- [Exercise aim]
Please copy each line below that contains the string "coach".

[Stored items from a collection]
..........

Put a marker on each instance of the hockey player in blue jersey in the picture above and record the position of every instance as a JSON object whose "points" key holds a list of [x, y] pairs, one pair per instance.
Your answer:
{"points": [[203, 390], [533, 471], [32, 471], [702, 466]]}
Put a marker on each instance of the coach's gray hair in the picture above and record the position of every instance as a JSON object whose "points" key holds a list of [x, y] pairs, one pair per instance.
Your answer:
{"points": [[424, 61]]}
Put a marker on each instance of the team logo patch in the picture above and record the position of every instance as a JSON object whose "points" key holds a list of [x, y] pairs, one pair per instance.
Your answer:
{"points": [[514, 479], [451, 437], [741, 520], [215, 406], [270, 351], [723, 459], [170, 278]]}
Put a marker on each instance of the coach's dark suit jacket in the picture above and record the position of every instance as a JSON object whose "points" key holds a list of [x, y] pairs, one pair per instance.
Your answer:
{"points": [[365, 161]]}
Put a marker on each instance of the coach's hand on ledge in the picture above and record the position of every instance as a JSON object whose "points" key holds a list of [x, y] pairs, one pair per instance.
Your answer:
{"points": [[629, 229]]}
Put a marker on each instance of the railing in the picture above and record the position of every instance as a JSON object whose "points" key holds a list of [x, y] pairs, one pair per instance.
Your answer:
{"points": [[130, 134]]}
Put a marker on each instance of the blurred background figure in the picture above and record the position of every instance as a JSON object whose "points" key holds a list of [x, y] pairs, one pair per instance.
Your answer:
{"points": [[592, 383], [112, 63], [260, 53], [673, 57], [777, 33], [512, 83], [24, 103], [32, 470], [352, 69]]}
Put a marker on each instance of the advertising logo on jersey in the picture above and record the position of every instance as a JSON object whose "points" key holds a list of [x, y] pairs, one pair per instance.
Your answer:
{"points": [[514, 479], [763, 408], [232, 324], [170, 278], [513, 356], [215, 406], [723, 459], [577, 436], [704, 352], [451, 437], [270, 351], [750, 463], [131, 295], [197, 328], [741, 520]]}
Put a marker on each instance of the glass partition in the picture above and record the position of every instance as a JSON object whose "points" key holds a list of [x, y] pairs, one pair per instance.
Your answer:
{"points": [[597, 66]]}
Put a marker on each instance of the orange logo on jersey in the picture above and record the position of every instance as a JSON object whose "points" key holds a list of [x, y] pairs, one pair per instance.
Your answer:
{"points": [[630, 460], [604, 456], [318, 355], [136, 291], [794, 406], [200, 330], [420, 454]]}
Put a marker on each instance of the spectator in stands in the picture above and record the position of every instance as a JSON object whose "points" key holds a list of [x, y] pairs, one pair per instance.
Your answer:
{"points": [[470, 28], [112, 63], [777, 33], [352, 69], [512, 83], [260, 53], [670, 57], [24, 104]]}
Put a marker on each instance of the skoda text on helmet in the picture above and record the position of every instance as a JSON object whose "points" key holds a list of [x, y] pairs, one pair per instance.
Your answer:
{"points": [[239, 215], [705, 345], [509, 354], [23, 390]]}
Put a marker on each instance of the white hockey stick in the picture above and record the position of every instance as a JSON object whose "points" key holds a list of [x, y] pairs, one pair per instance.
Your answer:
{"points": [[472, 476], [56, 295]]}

..........

- [Exercise output]
Put a marker on each instance of the coach's gray hair in the picture above and record the position of every instance as a JSON object whose "points" key holds a list of [x, y] pairs, one pair per instance.
Put a marker on each instance of the coach's dark suit jacket in the picture above and record the position of every instance as a JSON object whose "points" key holds a list of [x, y] pairs, one pair per instance.
Put a marker on each instance of the coach's hand on ledge in the picture above and record the position of every instance as a JSON object whose "points" key holds a list of [x, y] pairs, one pair per instance.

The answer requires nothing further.